Named-object pointing records:
** start **

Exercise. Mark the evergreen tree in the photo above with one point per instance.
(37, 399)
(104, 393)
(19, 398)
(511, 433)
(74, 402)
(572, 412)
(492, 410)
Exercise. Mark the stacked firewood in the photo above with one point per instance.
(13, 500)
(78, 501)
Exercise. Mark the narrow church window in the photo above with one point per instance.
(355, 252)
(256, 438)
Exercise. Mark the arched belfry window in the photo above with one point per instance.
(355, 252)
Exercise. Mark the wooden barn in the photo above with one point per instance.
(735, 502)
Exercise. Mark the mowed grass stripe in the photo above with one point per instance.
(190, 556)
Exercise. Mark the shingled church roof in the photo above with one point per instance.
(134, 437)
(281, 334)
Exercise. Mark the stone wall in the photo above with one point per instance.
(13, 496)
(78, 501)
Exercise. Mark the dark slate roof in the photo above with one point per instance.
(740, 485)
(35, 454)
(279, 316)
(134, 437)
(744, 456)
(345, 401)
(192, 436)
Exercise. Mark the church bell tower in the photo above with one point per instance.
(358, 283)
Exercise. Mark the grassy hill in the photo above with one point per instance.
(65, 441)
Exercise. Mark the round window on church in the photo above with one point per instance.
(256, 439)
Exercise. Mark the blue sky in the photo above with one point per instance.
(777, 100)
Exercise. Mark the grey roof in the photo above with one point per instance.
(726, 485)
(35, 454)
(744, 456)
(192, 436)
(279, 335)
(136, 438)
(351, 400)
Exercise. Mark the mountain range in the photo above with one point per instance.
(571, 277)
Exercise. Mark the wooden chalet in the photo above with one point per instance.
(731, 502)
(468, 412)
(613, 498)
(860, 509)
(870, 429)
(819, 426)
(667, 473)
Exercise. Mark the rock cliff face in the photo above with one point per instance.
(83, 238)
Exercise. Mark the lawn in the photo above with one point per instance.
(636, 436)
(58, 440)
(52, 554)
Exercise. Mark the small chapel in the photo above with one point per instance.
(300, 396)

** end **

▶ [What is needed]: Your task is to transcribe the material exactly.

▶ [Correct answer]:
Exercise. Mark the evergreen tree in the photo above with one point per instance.
(37, 399)
(104, 393)
(19, 398)
(511, 433)
(74, 402)
(572, 412)
(492, 410)
Exercise. Mark the stacked firewood in the photo above with one point per instance.
(13, 500)
(78, 501)
Exercise. Mark the narrow church window in the photo above with one point per instance.
(355, 252)
(256, 438)
Exercise. Mark the arched belfry window in the photo above with one point per instance.
(355, 252)
Exercise. Mark the wooden barn in the photo above with one point per instance.
(735, 502)
Exercise. Mark the mowed grass stripe in the photo above with one point per instance.
(190, 556)
Exercise. Mark the shingled church roof in the photo above with one point per instance.
(134, 437)
(281, 334)
Exercise. Mark the stone wall in the photo above with one point per instance.
(13, 496)
(78, 501)
Exercise. Mark the dark slate roof in the photo above with one point per instance.
(740, 485)
(35, 454)
(279, 316)
(134, 437)
(744, 456)
(345, 401)
(192, 436)
Exercise. Mark the church bell tower in the photo above with one point per instance.
(358, 283)
Exercise. Mark the grassy hill in the photo above with one point per instance.
(65, 441)
Exercise. Mark the round window on church in the photo above with one point per instance.
(256, 439)
Exercise. Mark the blue sky in the photo above with one point per instance.
(777, 100)
Exercise. Mark the grey roof in the photo above with one point per instance.
(726, 485)
(35, 454)
(744, 456)
(192, 436)
(279, 335)
(136, 438)
(351, 400)
Exercise. Mark the mountain range in the photo above with one point per instance.
(571, 277)
Exercise. Mark the wooden chalet in the photo above with one point per instance.
(731, 502)
(468, 412)
(613, 498)
(860, 509)
(870, 429)
(819, 426)
(667, 473)
Exercise. Mark the rock cliff face in the photo above with one point per instance.
(83, 238)
Exercise. Mark the lawn in the photo above with one point per instance.
(636, 436)
(58, 440)
(52, 554)
Exercise. Mark the small chapel in the photo above with one point per instance.
(300, 396)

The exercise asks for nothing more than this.